(Point-per-instance localization data)

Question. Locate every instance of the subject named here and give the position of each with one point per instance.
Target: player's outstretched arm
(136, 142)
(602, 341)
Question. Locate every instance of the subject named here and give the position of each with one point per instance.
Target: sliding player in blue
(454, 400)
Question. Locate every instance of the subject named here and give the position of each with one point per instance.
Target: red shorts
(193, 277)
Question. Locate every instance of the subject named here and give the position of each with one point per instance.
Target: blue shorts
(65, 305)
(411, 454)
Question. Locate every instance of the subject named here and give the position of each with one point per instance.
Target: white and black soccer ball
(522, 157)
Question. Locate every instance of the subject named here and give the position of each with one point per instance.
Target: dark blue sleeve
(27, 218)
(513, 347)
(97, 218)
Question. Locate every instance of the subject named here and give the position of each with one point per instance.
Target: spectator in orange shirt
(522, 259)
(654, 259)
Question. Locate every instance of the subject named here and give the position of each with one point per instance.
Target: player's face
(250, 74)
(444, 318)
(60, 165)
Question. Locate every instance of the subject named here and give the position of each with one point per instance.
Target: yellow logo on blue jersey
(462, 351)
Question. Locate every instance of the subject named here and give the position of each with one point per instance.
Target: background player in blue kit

### Work to complete
Every line of the data should be output exactly as it was given.

### Exercise output
Question. Locate every instance of the subject named here and give the position of each with one point per instance.
Target: player's outstretched arm
(136, 142)
(602, 341)
Question. Locate every instance of the subject named here and give the position of each with one point per instance.
Target: sliding player in blue
(454, 400)
Question. Locate every instance of the subject named here and give the position of each with one point per instance.
Target: red shorts
(193, 277)
Question. Locate every instance of the subject named here and give the position of each with one point per instance.
Target: blue shorts
(65, 305)
(411, 454)
Question. Locate every instance of the subject named here and give the position of each with one point per instance.
Target: white and black soccer ball
(522, 157)
Question. Locate every instance of the subject named here and give the position of each with one point per instance.
Target: dark blue sleeve
(27, 218)
(513, 347)
(97, 218)
Question. Locate every instance of the subject named here and give the position of each with one point per instance.
Target: spectator in orange shirt
(522, 259)
(654, 259)
Question. Locate every instance of the subject named here and give the position of each with one point per instance.
Target: player's face
(250, 74)
(444, 318)
(60, 165)
Question. Locate every instance of the subject named here and give the position of each with one point per instance.
Target: yellow logo on blue jersey
(462, 351)
Question. Locate every instance of the subject named here and give the position of each with one point per instance.
Target: background player in blue kit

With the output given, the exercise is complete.